Continue the text on how Ohio law defines rape and related sex offenses, picking up after its final sentence.

## TEXT EXCERPT
####

No person shall engage in sexual conduct with another when the offender purposely compels the other person to submit by force or threat of force.

(Ohio Revised Code 2907.02, Rape)

Note that this definition doesn’t define rape narrowly as penetration. So yes, under this definition, a woman can definitely rape a man. (I’m going to set aside trans issues just because I don’t know enough about how the law would be applied. However, note that the law doesn’t specify gender, so it evidently ought to apply to woman-on-woman assaults, cis-woman-on-trans-man assault, and any other imaginable combination.)

Now, back to Pluralist’s friend. At no point does Pluralist describe anything that can be described as “force or threat of force.”

But doesn’t “no mean no”? Well, Ohio law doesn’t recognize a simple “no” as adequate unless the other person uses at least “threat of force” to override it. So in Ohio, at least, the law does not categorize an act as “rape” every time there’s a lack of consent, nor even when the lack of consent has been clearly and explicitly communicated. (Other states are liable to vary on this point.) Perhaps we’d like to reform the law to include any instance where one person persists in ignoring the other’s “no!” but current law doesn’t go that far.

Instead, Ohio law defines additional crimes that fall under the rubric of “sex offenses.” Among these are sexual battery, gross sexual imposition, and sexual imposition. All of these crimes make provisions for underage victims, intoxication, mental incapacitation, and abuse of power by such authority figures as therapists, clergy, etc. I’ll set those aside here because they don’t apply to the case Pluralist raised.

Sexual battery must include an element of coercion:

(1) The offender knowingly coerces the other person to submit by any means that would prevent resistance by a person of ordinary resolution.

####

## DATASET EXCERPTS
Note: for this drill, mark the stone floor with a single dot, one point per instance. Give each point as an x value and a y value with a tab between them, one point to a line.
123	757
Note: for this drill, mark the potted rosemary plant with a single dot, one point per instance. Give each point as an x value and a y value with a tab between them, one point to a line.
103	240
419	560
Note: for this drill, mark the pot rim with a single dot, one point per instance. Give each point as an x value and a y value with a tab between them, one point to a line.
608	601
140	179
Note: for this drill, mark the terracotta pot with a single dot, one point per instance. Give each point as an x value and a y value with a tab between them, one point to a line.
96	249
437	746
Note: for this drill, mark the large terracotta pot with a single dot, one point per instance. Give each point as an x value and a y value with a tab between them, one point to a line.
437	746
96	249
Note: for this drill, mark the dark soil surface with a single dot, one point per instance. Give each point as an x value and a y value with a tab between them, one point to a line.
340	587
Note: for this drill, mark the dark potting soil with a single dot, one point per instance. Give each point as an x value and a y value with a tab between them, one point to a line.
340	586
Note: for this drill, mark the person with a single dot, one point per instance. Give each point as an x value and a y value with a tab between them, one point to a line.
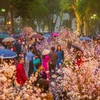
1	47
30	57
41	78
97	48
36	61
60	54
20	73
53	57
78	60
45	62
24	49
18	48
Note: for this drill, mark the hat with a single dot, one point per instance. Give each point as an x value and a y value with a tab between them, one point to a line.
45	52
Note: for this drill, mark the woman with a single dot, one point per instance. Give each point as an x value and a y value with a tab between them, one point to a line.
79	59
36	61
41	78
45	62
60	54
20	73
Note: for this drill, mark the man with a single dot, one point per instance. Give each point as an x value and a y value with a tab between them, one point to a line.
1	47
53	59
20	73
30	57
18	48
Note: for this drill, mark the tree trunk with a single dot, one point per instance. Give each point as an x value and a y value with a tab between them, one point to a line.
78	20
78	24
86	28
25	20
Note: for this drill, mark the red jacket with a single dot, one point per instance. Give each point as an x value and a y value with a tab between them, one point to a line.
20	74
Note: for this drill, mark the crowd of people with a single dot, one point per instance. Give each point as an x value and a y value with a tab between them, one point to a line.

####

## ANSWER SPACE
(2) The offender knows that the other person’s ability to appraise the nature of or control the other person’s own conduct is substantially impaired.

(ORC 2907.03, Sexual Battery)

Part (2) might well apply to some of the experiences people described in the Feministe thread of feeling unable to say no to their partners due to prior trauma or abuse. However, it only would apply if the partner knew about the problem. The law doesn’t expect people to be mind-readers. Based on Pluralist’s account, “sexual battery” wouldn’t apply to her friend’s actions, as there’s no indication that her boyfriend wasn’t “a person of ordinary resolution.”

Gross sexual imposition (ORC 2907.05), like rape, again requires “force or threat of force,” so it too fails to match Pluralist’s friend’s actions. But what about simple sexual imposition? Now we’re getting warmer:

(A) No person shall have sexual contact with another, not the spouse of the offender; cause another, not the spouse of the offender, to have sexual contact with the offender; or cause two or more other persons to have sexual contact when any of the following applies:

(1) The offender knows that the sexual contact is offensive to the other person, or one of the other persons, or is reckless in that regard.

(2) The offender knows that the other person’s, or one of the other person’s, ability to appraise the nature of or control the offender’s or touching person’s conduct is substantially impaired.

(3) The offender knows that the other person, or one of the other persons, submits because of being unaware of the sexual contact.

(4) The other person, or one of the other persons, is thirteen years of age or older but less than sixteen years of age, whether or not the offender knows the age of such person, and the offender is at least eighteen years of age and four or more years older than such other person.

(5) The offender is a mental health professional, the other person or one of the other persons is a mental health client or patient of the offender, and the offender induces the other person who is the client or patient to submit by falsely representing to the other person who is the client or patient that the sexual contact is necessary for mental health treatment purposes.

(B) No person shall be convicted of a violation of this section solely upon the victim’s testimony unsupported by other evidence.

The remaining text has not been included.